### Records
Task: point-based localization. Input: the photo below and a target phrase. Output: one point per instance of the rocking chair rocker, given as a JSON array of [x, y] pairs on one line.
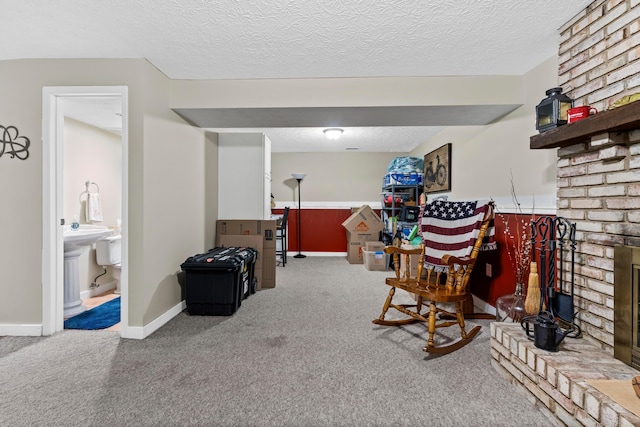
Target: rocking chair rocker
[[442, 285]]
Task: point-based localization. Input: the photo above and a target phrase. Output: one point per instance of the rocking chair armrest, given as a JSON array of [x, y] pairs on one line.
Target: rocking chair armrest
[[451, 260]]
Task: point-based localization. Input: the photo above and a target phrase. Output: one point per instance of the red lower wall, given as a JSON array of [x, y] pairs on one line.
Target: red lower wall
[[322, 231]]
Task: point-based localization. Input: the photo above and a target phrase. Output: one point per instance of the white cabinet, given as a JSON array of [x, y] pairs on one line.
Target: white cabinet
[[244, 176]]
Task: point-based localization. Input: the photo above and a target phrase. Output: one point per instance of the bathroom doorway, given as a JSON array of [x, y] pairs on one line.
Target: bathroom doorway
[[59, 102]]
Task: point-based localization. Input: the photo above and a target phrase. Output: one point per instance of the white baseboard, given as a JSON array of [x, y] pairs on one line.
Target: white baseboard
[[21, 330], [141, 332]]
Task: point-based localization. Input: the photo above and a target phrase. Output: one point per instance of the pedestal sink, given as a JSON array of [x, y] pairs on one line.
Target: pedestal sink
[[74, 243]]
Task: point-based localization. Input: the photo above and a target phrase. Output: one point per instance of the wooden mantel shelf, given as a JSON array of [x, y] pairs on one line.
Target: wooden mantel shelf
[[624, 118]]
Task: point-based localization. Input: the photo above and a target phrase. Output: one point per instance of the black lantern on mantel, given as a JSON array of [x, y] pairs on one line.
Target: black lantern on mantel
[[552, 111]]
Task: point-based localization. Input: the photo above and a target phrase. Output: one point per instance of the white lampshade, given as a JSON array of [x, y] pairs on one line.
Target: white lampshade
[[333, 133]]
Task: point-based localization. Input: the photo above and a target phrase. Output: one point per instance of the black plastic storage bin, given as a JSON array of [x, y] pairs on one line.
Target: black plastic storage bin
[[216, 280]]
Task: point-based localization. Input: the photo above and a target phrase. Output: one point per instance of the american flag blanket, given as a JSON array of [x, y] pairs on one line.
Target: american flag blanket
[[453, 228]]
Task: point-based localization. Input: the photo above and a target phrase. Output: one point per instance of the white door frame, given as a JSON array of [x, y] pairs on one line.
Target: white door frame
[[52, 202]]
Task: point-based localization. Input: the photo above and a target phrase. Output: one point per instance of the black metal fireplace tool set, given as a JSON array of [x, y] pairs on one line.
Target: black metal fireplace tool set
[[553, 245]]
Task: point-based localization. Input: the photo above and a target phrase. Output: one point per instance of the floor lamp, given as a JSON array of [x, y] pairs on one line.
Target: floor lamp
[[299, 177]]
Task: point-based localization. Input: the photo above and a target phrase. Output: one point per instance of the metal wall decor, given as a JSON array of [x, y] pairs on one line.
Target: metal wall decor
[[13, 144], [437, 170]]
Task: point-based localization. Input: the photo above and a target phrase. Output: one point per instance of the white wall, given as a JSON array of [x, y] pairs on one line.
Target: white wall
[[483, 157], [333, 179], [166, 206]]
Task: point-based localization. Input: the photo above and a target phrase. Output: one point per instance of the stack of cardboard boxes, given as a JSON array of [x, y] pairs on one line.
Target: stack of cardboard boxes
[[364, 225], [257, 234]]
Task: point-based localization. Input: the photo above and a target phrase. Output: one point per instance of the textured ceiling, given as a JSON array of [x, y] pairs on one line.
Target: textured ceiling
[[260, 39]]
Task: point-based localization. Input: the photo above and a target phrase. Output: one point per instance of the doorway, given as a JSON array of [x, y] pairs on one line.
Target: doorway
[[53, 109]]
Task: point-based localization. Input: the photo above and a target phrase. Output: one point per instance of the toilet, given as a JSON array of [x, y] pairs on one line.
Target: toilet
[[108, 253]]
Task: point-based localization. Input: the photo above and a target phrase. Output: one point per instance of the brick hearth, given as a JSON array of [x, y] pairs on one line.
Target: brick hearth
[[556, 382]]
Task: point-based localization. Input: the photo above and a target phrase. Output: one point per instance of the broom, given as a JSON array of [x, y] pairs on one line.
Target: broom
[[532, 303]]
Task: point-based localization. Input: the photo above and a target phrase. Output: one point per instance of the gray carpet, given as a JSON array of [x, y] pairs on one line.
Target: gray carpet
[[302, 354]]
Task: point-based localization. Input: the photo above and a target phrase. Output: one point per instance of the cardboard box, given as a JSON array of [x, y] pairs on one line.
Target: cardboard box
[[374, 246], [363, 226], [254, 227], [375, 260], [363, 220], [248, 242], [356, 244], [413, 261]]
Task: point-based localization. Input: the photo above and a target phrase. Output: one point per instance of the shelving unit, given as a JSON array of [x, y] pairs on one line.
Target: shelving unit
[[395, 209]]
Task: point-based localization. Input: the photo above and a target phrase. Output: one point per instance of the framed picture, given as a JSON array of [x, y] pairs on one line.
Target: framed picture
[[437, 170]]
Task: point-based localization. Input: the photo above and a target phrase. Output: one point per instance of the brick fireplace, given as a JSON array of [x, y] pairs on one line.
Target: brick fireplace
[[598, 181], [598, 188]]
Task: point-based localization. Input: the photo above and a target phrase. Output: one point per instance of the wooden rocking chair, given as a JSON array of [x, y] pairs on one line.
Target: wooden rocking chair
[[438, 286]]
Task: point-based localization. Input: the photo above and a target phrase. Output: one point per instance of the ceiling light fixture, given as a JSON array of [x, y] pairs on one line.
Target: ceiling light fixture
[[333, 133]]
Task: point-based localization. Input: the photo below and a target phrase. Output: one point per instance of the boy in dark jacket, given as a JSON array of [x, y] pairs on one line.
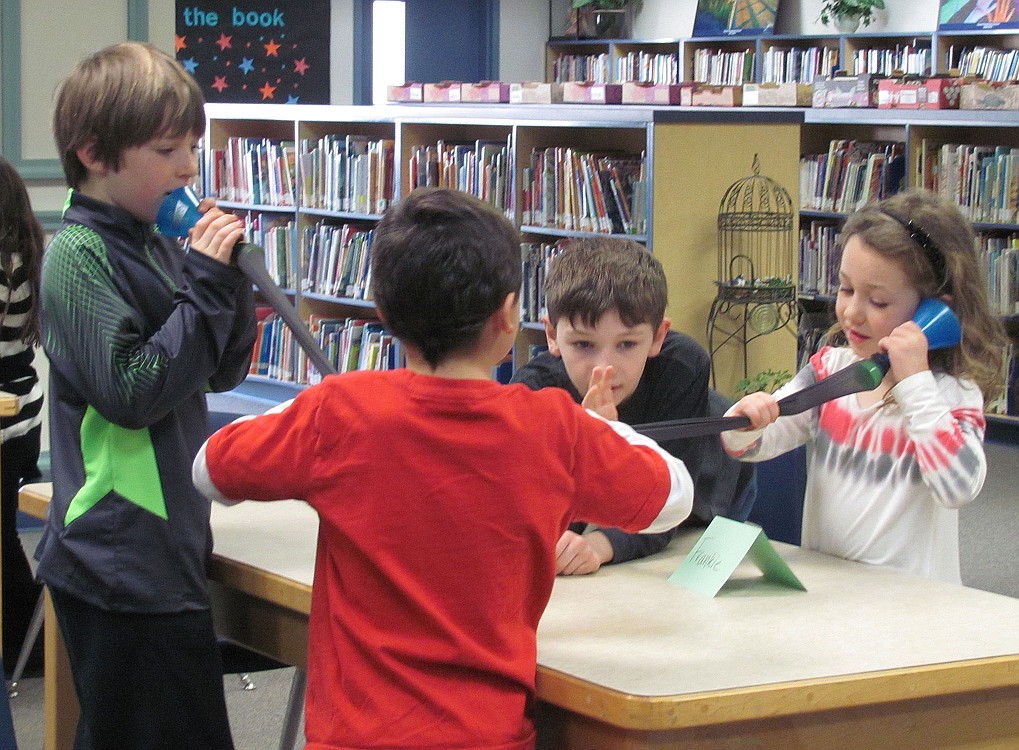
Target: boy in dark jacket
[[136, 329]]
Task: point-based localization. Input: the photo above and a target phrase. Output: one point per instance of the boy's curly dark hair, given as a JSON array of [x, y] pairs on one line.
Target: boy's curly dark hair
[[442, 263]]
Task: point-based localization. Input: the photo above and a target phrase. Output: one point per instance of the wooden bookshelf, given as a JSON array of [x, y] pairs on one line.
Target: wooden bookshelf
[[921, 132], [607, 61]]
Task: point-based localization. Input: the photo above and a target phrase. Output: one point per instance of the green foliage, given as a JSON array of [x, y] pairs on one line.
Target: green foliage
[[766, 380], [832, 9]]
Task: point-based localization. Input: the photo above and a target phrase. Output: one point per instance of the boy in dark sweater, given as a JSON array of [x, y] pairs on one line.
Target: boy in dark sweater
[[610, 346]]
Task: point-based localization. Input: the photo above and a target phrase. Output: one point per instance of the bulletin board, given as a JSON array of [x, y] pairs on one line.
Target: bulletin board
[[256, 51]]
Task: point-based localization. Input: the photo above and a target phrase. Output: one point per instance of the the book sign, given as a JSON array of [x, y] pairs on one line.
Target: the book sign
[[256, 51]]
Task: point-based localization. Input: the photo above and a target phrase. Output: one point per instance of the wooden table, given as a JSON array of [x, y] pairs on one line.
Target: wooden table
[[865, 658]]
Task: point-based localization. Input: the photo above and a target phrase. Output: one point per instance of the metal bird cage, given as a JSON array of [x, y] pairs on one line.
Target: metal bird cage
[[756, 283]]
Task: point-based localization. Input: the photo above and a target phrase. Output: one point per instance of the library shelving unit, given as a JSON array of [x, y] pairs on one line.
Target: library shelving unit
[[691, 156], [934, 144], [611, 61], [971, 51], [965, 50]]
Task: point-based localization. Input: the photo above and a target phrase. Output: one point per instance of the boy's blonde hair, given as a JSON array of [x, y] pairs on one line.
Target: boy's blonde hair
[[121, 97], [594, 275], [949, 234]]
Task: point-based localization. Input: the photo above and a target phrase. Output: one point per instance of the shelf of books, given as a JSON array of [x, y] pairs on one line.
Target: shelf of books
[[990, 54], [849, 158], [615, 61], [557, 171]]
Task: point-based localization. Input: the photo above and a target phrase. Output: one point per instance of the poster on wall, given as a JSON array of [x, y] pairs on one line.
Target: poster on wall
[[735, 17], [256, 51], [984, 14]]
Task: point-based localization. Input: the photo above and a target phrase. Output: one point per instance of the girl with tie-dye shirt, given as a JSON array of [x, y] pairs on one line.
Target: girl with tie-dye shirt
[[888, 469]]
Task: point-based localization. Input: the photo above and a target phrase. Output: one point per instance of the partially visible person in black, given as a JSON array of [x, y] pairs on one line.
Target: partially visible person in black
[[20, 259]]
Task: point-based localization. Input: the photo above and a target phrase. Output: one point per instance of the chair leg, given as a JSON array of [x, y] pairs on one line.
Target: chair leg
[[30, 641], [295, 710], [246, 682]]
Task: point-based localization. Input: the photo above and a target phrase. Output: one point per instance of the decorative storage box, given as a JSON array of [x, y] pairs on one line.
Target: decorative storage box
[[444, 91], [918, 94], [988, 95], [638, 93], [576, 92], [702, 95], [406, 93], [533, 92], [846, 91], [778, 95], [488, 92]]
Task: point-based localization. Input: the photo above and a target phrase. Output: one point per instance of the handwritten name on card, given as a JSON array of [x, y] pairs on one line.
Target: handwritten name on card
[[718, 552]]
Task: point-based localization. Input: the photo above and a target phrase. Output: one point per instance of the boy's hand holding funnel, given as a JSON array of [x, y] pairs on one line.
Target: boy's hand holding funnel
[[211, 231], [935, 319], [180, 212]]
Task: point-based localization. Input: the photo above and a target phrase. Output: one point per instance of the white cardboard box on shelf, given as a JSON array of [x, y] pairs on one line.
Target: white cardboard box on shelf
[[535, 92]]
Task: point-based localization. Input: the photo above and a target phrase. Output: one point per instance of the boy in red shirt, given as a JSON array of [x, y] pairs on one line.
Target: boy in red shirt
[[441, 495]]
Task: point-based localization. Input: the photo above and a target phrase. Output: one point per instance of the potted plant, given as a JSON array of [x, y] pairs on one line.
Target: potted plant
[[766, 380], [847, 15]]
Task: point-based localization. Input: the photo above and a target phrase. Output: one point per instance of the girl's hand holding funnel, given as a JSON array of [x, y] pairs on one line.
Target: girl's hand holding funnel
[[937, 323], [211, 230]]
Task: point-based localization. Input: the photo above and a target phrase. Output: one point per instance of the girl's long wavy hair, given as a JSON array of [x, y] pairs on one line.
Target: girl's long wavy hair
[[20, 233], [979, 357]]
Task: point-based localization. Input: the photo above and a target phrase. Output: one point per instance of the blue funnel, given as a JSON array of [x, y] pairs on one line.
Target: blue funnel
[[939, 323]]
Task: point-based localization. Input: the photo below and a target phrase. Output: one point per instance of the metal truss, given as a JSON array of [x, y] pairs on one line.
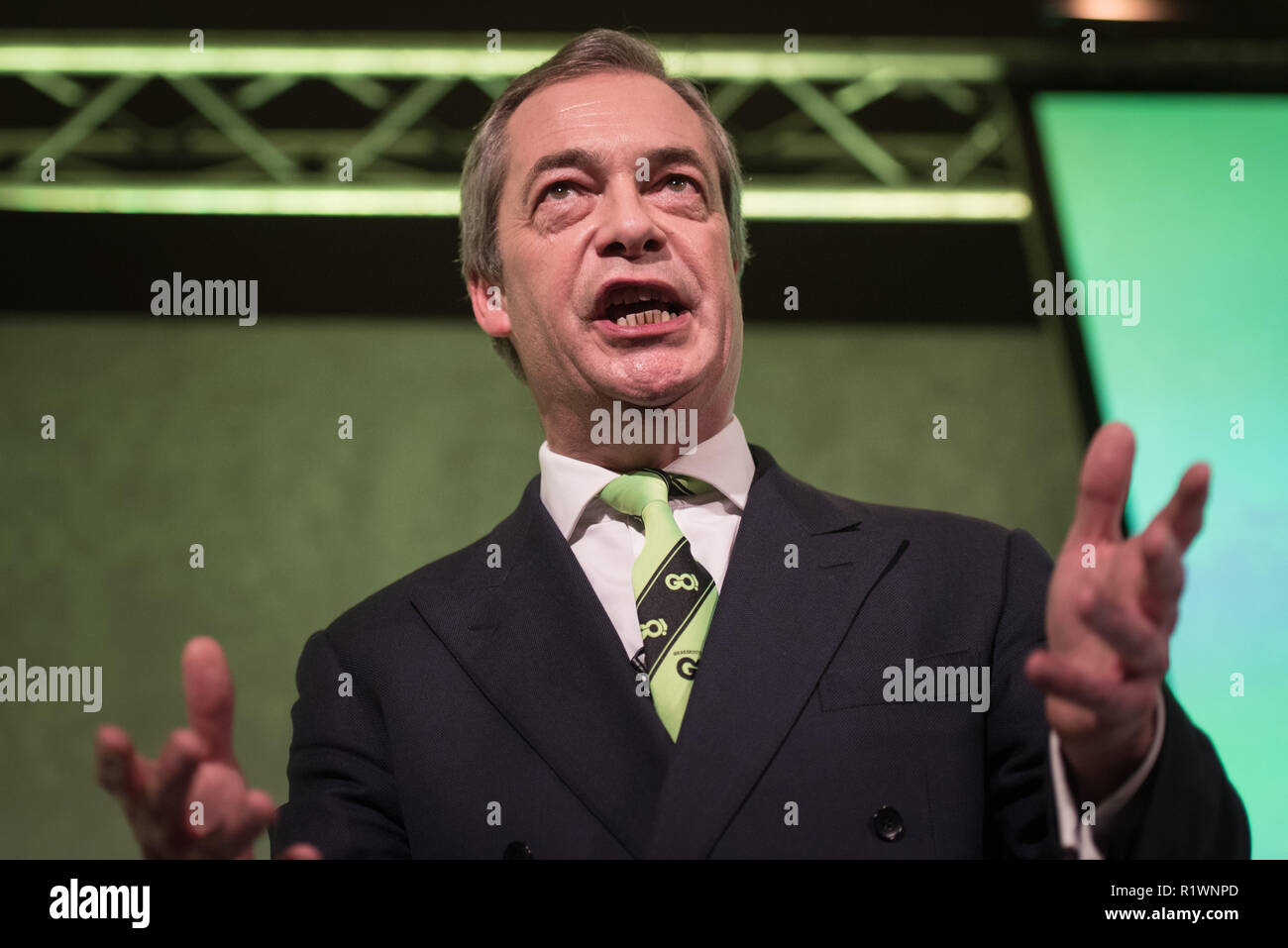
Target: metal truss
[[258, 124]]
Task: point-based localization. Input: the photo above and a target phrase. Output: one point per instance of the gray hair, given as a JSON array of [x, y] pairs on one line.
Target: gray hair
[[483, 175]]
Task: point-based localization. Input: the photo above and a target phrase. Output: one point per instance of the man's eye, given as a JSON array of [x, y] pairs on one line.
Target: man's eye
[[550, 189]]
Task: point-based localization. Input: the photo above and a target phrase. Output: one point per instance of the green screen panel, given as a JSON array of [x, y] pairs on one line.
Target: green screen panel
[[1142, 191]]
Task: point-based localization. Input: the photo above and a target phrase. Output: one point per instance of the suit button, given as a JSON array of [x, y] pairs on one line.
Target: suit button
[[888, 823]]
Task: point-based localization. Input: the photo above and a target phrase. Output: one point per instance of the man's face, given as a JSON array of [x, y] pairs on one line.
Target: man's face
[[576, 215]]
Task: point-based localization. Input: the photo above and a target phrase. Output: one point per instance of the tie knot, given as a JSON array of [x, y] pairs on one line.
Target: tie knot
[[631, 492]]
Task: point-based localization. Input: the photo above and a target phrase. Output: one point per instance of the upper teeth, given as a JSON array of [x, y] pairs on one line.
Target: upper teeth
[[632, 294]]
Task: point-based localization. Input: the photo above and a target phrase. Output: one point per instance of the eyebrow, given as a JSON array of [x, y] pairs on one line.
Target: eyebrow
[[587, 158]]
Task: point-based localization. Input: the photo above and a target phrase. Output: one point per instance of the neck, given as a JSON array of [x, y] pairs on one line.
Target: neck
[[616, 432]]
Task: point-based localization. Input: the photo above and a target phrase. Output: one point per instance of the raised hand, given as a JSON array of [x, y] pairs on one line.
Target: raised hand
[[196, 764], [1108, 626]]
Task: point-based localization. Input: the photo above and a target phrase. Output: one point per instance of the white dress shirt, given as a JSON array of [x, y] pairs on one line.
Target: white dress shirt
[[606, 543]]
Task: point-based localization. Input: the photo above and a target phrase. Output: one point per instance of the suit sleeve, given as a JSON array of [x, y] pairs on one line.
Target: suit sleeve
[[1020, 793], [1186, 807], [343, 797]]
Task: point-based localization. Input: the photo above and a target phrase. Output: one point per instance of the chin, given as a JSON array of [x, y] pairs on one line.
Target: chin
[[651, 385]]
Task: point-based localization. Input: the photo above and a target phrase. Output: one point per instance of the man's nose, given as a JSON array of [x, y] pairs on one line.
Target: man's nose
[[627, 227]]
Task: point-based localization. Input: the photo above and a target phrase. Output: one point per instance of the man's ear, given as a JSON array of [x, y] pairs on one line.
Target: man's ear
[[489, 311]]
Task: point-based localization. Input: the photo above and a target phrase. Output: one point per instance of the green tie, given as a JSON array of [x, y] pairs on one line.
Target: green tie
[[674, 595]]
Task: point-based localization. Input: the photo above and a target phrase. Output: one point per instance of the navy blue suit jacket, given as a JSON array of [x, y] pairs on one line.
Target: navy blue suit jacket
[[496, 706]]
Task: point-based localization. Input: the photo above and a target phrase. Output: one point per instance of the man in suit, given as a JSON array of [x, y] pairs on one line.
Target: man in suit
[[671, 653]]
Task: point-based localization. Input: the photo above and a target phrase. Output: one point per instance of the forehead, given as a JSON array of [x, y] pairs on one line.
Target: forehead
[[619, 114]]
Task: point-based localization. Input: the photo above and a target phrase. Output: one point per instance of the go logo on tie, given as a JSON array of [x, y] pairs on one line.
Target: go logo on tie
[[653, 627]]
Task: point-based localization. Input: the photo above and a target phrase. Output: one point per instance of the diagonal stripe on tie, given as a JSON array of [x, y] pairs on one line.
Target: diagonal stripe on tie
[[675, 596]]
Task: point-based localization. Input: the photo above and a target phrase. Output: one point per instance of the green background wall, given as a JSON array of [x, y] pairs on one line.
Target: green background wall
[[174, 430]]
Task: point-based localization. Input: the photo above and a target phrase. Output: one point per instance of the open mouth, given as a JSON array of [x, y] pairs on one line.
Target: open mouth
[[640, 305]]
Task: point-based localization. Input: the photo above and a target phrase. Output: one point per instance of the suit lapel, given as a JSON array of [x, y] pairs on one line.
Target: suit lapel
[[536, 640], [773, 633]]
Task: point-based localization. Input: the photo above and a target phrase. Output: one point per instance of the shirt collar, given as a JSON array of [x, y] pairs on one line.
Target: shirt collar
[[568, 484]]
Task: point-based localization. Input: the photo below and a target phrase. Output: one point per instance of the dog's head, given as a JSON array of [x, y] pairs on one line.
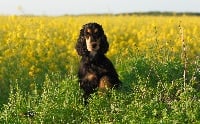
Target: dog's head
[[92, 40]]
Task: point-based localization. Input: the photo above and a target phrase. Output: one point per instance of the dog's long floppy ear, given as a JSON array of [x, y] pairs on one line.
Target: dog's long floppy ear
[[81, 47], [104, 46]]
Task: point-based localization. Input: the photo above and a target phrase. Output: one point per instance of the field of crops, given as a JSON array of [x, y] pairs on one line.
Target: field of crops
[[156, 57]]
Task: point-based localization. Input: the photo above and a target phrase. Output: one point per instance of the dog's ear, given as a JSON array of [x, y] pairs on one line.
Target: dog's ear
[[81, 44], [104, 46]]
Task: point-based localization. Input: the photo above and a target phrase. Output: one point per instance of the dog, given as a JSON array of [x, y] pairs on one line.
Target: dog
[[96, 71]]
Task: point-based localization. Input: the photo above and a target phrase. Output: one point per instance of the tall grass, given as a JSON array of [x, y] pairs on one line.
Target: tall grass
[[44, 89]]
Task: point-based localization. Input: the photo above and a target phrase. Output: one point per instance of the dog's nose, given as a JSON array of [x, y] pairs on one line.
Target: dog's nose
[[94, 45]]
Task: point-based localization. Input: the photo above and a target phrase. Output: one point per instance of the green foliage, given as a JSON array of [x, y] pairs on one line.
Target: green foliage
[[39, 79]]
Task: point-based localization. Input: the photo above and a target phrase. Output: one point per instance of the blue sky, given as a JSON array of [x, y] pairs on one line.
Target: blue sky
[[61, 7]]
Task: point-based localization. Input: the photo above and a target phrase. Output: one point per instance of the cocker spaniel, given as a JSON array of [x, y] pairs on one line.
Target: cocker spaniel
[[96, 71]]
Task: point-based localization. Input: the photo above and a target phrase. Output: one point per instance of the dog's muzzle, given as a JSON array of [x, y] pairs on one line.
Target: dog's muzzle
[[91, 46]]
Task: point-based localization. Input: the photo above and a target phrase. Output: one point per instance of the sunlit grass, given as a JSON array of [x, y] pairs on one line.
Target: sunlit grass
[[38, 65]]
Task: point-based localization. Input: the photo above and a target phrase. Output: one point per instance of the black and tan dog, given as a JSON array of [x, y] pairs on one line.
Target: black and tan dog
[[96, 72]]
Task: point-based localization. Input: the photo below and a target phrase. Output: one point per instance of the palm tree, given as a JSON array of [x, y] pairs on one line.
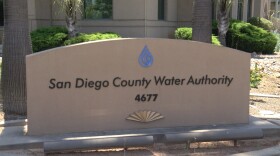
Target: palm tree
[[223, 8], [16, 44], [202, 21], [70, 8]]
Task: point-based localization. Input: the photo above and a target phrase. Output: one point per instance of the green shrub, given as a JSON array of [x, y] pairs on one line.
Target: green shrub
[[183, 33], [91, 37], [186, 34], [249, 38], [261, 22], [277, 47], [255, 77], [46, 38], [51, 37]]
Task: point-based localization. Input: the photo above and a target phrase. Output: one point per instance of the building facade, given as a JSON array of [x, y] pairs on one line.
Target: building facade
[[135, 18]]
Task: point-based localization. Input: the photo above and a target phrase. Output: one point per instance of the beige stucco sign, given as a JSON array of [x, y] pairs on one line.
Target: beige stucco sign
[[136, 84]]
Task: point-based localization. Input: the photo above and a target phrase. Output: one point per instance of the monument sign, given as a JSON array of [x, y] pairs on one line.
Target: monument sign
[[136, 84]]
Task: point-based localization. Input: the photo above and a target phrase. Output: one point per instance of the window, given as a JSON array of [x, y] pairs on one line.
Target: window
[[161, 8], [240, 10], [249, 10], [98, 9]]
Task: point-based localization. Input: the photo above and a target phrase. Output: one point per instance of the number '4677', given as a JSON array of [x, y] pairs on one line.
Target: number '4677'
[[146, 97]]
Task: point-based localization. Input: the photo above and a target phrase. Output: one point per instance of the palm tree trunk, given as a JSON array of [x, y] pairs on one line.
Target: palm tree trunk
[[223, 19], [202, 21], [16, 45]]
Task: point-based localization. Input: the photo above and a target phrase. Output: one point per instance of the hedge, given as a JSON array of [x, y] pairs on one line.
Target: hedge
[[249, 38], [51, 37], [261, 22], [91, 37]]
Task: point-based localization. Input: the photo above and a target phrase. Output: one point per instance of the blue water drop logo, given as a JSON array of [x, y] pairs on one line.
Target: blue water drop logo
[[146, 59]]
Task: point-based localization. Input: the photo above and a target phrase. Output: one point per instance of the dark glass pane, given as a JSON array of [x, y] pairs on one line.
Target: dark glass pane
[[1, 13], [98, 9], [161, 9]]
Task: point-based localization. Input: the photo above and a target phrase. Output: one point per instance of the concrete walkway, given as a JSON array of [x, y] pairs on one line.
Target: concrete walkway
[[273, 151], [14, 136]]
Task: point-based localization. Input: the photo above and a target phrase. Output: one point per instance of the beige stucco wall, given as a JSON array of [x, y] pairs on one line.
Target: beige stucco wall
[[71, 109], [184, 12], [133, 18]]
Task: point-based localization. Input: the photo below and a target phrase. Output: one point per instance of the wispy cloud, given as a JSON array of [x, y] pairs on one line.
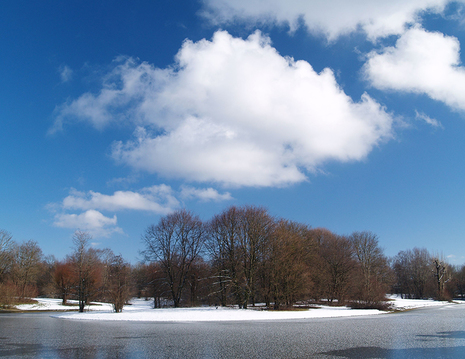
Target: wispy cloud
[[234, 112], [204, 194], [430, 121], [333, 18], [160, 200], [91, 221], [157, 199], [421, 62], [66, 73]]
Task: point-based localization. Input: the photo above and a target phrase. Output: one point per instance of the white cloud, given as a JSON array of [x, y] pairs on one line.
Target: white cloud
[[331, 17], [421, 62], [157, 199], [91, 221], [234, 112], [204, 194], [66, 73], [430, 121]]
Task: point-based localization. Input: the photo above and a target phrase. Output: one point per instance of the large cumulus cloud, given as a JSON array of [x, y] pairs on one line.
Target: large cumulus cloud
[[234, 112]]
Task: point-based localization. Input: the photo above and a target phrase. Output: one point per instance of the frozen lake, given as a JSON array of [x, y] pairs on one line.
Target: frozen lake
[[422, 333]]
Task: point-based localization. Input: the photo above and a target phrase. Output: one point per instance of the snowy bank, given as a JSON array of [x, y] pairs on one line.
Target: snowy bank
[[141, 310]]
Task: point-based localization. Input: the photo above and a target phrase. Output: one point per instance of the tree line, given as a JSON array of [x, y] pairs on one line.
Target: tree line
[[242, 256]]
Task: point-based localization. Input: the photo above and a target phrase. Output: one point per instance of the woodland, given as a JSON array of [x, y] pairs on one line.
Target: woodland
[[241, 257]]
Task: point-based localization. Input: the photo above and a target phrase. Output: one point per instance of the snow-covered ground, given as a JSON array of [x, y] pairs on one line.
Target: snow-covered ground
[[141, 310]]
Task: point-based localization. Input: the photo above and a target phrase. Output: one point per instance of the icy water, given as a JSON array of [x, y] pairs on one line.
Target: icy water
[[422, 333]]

### Problem to work on
Reproduce the data above line for line, from the line containing "of the raised" down to the line containing "[[651, 385]]", including both of those lines.

### Written reply
Task: point-based localization. Input: the photo above and a target phrase. Output: one point per instance of the raised hand, given as a JSON array of [x, y] pairs on one line.
Target: raised hand
[[196, 764], [1108, 626]]
Task: point-based localization. Input: the photo above and a target phrase. Output: one point per instance of the white dress shirt, given as a JSON array of [x, y] pairs on one line.
Target: white dress shirt
[[606, 543]]
Task: point-based localization. Input: the photo above and a target phrase. Output: one point per instance of the suit sleeve, given as a JSON array of [x, y] pairs on one line.
Target: suit sleeve
[[1020, 793], [1186, 807], [343, 797]]
Task: point-based localization. Input: the photo above and a target phrase. Output: one point per instance of the chin, given as a JSON array of [x, y] pairs on one line.
Target: chin
[[651, 385]]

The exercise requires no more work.